The input:

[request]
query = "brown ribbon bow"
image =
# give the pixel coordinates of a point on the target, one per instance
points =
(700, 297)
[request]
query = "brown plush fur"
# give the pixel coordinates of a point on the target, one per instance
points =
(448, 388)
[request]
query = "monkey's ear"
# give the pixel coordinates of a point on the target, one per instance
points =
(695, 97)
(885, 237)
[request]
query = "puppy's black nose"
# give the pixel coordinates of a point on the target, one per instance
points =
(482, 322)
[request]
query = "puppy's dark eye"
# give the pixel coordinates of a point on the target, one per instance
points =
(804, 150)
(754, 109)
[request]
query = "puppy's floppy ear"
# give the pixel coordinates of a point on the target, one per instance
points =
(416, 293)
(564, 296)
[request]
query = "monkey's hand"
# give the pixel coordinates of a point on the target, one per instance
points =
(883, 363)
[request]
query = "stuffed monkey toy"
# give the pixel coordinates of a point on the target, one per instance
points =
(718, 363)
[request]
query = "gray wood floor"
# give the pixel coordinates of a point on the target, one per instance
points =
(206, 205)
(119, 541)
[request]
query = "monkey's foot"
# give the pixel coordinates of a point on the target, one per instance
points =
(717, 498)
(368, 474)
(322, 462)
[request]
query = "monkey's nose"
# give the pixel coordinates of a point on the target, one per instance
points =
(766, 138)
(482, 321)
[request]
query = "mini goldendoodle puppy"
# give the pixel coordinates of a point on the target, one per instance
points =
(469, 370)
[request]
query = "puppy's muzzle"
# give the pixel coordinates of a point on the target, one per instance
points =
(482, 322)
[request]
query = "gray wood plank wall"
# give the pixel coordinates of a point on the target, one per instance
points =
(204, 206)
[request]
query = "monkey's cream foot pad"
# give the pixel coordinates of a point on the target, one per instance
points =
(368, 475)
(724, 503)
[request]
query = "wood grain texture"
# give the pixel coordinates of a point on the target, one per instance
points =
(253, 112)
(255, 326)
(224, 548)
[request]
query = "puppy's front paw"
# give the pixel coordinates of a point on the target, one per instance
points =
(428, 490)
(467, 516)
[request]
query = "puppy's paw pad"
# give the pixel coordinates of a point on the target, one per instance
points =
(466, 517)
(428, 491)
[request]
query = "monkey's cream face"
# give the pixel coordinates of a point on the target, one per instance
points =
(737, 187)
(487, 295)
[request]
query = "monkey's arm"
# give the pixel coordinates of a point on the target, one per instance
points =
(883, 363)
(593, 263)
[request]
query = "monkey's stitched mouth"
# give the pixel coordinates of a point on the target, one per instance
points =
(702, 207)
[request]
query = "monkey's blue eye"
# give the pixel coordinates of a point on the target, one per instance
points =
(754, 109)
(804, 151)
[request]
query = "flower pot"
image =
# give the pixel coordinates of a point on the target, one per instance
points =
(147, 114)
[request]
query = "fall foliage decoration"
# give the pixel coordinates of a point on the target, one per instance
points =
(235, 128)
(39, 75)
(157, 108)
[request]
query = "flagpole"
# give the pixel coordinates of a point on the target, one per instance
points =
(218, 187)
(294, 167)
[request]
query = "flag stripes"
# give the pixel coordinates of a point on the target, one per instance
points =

Your task: Copy all the records above exactly, missing none.

Problem solution:
[request]
query = "brown ribbon bow"
image =
# give the pixel coordinates of a point on the target, one per instance
points =
(700, 297)
[request]
query = "brown plush fur"
# give the pixel coordinates of a point on the target, one per instance
points =
(448, 388)
[request]
query = "monkey's ear"
# give the pixel coordinates of a point on the target, one per instance
points =
(695, 97)
(885, 237)
[request]
query = "puppy's black nose"
# give the pixel coordinates of a point on the target, one per instance
points =
(482, 322)
[request]
query = "puppy's dark eye"
# give the pixel coordinates of a point on the target, one per instance
points =
(804, 150)
(754, 109)
[request]
query = "puppy's floppy ear"
# give the pixel coordinates of a point on the target, one per instance
points =
(416, 293)
(564, 296)
[request]
query = "monkey's hand"
# give the pixel coordinates of a point on the target, one per instance
points =
(883, 363)
[request]
query = "stuffed monkey toy"
# give the pixel coordinates of a point on the target, one per instance
points =
(718, 363)
[request]
query = "gray wood floor"
# give the pixel coordinates of a point on the target, one per instance
points =
(206, 205)
(119, 541)
[request]
query = "monkey's foot"
# give the pixel coordinates of a point on the target, one per instance
points =
(717, 498)
(368, 474)
(322, 462)
[request]
query = "monkey's nose"
# give the pixel coordinates of a point on the target, one per instance
points =
(766, 138)
(482, 321)
[request]
query = "mini goldendoodle puppy"
# give the pixel coordinates of a point on the target, one per instance
points =
(469, 370)
[request]
query = "puppy's muzzle"
# give the pixel coordinates of a point on the target, one per instance
points =
(482, 322)
[request]
query = "gray wood plank wall"
# give the pixel coordinates of a point on the target, one per instance
points =
(204, 206)
[request]
query = "monkey's cream foot pad"
# give the pixel coordinates of a point on the target, one per instance
points =
(368, 475)
(724, 503)
[request]
query = "wood grain texture"
# give the pixel coordinates of a point on the target, one per instance
points =
(253, 112)
(255, 326)
(224, 548)
[request]
query = "puppy's front paw"
# give the pixel coordinates of a point on the target, one per instance
points =
(428, 490)
(467, 516)
[request]
query = "puppy's paw pad"
# give the pixel coordinates of a point on the target, one per instance
points =
(466, 517)
(428, 491)
[request]
query = "monkey's cream face"
# give the pixel coordinates of a point on the target, one per instance
points =
(737, 187)
(487, 295)
[request]
query = "monkey's arm"
# give the pixel coordinates of a point on the target, one per instance
points =
(883, 363)
(593, 263)
[request]
query = "monkey's stitched mouth"
# give the pixel coordinates of a point on the target, one per instance
points =
(702, 207)
[request]
query = "monkey's blue eye"
# give the pixel coordinates of a point on the target, one per instance
points =
(754, 109)
(804, 151)
[request]
query = "flower pot"
image =
# give the pixel coordinates of a point on the target, one per instance
points =
(147, 114)
[request]
query = "fall foliage decoration"
# give the pixel coordinates of a point on the target, one per instance
points =
(235, 128)
(39, 75)
(157, 108)
[request]
query = "flagpole"
# give the pixel coordinates of a point on the target, one per instance
points =
(218, 187)
(294, 167)
[request]
query = "flag stripes"
# give the pixel coordinates of a point on the target, one per instance
points =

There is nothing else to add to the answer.